▶ **PASSAGE TO READ**:
..............................

Can u change the Bass and Treble on ur sound card ?


----------



## Mussels (Nov 14, 2008)

i dont actually use it. its in a spare parts pile for now.


----------



## vandunga3 (Nov 14, 2008)

could u please check the mod soft and let me know can it work ? i cant do and i cant change the Bass And Treble function on my sound card because it hide


----------



## Mussels (Nov 14, 2008)

vandunga3 said:


> could u please check the mod soft and let me know can it work ? i cant do and i cant change the Bass And Treble function on my sound card because it hide



if it doesnt work on yours and i have the same card, its not going to work for me either.


----------



## vandunga3 (Nov 14, 2008)

Mussels said:


> ^ i have the same card, i havent tried it. please report back here if you ever do get it working.





Mussels said:


> if it doesnt work on yours and i have the same card, its not going to work for me either.



could u please check it ? and check with the mod soft ?


----------



## mp510sd (Nov 20, 2008)

*I have trouble with my mic*

I installed that driver.

Oh, I use Audigy LS

But, after I install that driver, my mic is dead.

but, i roll back to audigy LS, mic is work.

is it a bug of driver? or something?


----------



## Meizuman (Nov 27, 2008)

I have two problems...

First I installed the Daniel K's Mod drivers. It worked great. But now I can't open the console launcher. When trying to open, it gives error:

"The current selected audio device is not supported by the application. Do you want to select another audio device now?"

..............................

▶ **WRITTEN TASK A**: Rewrite the segmentation labeling entries, swapping "every instance" for "each instance" and leaving everything else unchanged.

Segmentation labeling entries:
..............................

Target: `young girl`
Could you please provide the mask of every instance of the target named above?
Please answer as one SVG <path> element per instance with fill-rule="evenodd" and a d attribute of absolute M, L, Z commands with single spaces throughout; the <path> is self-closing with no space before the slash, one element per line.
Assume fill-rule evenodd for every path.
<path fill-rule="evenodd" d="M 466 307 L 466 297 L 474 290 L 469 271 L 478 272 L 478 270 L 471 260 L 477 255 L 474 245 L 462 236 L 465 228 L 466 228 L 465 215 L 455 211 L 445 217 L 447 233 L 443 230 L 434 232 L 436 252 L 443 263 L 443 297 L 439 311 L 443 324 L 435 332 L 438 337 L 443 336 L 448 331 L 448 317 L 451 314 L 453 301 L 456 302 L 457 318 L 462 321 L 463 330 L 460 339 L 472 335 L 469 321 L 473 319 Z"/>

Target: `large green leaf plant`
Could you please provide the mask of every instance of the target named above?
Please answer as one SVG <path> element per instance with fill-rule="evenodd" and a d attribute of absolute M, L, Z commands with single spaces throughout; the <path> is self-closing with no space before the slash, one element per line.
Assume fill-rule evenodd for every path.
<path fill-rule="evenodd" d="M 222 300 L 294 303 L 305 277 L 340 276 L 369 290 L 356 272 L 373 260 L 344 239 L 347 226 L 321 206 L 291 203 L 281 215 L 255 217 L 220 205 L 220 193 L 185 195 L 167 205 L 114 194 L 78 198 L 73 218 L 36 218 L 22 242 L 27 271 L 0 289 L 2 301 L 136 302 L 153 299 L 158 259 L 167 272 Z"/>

..............................

▶ **WRITTEN TASK B**: Transcribe the sound card forum thread between "But, after I" and "have two problems...", inclusive.

▶ **FINAL ANSWER A**:
Target: `young girl`
Could you please provide the mask of each instance of the target named above?
Please answer as one SVG <path> element per instance with fill-rule="evenodd" and a d attribute of absolute M, L, Z commands with single spaces throughout; the <path> is self-closing with no space before the slash, one element per line.
Assume fill-rule evenodd for every path.
<path fill-rule="evenodd" d="M 466 307 L 466 297 L 474 290 L 469 271 L 478 272 L 478 270 L 471 260 L 477 255 L 474 245 L 462 236 L 465 228 L 466 228 L 465 215 L 455 211 L 445 217 L 447 233 L 443 230 L 434 232 L 436 252 L 443 263 L 443 297 L 439 311 L 443 324 L 435 332 L 438 337 L 443 336 L 448 331 L 448 317 L 451 314 L 453 301 L 456 302 L 457 318 L 462 321 L 463 330 L 460 339 L 472 335 L 469 321 L 473 319 Z"/>

Target: `large green leaf plant`
Could you please provide the mask of each instance of the target named above?
Please answer as one SVG <path> element per instance with fill-rule="evenodd" and a d attribute of absolute M, L, Z commands with single spaces throughout; the <path> is self-closing with no space before the slash, one element per line.
Assume fill-rule evenodd for every path.
<path fill-rule="evenodd" d="M 222 300 L 294 303 L 305 277 L 340 276 L 369 290 L 356 272 L 373 260 L 344 239 L 347 226 L 321 206 L 291 203 L 281 215 L 255 217 L 220 205 L 220 193 L 185 195 L 167 205 L 114 194 L 78 198 L 73 218 L 36 218 L 22 242 L 27 271 L 0 289 L 2 301 L 136 302 L 153 299 L 158 259 L 167 272 Z"/>

▶ **FINAL ANSWER B**:
But, after I install that driver, my mic is dead.

but, i roll back to audigy LS, mic is work.

is it a bug of driver? or something?


----------



## Meizuman (Nov 27, 2008)

I have two problems...